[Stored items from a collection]
Start

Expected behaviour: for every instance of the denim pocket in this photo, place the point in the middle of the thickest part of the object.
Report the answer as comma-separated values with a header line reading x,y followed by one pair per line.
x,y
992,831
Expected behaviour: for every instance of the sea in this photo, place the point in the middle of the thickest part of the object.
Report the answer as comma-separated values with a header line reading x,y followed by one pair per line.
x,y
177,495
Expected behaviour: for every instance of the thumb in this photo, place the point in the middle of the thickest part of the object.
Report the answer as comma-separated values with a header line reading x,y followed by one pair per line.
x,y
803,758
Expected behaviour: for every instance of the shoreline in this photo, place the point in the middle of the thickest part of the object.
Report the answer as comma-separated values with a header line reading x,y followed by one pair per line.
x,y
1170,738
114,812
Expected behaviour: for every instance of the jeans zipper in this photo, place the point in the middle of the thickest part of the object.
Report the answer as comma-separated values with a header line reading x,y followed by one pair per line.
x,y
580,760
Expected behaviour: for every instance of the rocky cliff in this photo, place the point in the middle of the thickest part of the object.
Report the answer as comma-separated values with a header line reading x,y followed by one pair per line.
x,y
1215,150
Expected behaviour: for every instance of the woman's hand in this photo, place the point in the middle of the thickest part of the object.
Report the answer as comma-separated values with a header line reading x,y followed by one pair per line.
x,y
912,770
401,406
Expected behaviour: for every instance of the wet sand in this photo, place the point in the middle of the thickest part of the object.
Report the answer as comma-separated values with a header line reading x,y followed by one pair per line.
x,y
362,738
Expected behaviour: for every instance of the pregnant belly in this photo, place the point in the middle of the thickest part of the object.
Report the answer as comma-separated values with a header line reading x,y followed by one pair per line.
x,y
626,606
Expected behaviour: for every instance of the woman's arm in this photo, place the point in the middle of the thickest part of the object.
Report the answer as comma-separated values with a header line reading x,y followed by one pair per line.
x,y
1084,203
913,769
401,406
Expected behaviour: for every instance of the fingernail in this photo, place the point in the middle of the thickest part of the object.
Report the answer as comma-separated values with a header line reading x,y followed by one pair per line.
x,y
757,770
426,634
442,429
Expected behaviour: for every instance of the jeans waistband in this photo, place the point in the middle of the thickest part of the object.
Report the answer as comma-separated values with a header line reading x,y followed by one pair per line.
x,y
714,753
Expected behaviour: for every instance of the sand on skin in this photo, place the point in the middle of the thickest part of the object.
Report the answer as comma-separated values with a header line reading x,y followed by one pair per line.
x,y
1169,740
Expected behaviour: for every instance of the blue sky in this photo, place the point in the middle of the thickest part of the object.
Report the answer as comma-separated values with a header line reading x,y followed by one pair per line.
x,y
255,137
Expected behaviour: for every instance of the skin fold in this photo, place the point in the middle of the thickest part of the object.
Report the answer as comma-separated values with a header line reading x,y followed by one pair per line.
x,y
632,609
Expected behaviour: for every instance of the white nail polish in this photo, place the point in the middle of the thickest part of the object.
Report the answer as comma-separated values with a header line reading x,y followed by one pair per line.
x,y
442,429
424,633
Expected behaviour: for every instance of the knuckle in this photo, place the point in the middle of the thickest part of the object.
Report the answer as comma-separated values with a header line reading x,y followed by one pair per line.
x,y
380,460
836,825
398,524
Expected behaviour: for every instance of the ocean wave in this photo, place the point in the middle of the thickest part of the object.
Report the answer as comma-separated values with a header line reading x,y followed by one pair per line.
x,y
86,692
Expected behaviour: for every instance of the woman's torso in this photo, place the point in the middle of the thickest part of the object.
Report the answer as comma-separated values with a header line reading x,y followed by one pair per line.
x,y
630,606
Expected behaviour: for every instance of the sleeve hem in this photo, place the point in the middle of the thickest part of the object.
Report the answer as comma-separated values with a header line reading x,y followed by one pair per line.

End

Given problem
Begin at the line that has "Expected behaviour: for every instance of the skin" and continue through the end of the records. Rewrite those lines, switching "thickest part" to "widest part" wherever it appears and leaving everything else unchanged.

Exercise result
Expected behaviour: for every instance of the skin fold in this photo, place the point in the middle of the widest part of the object.
Report the answer as comma-separated values with a header line reading x,y followed by one pair per line.
x,y
632,609
Expected behaviour: for every instance of the white nail polish in this photo, place the point in the middle of the widest part of the object.
Report the answer as comma-separated values with a header line reading x,y followed by one pair per line.
x,y
442,429
424,633
Expected behaviour: for every instance of the knuckle in this photo, place the point in the middle of the widest part of the object.
Report the answer as comma-separated values with a header line reading x,y followed by one pair per line.
x,y
380,460
836,825
398,524
Expected behaviour: for every instance of the ocean wave in this photo, place the point in the middle of the widest part of the object.
Report the answer as comma-separated values with a header line reading x,y followed by one pair per line.
x,y
86,692
Expected behaviour: for every instance of the woman's torso in this photo, place the point in the middle of the widest part of the object.
Report the answer as comma-separated values with a header line reading x,y followed by one pair per line.
x,y
630,606
Expected behaviour: for every instance of the sleeve hem in this photo, place the point in the middle of the widest part of the object.
Report the answer as comma-separated values with a header line reading x,y followed by one pair per line.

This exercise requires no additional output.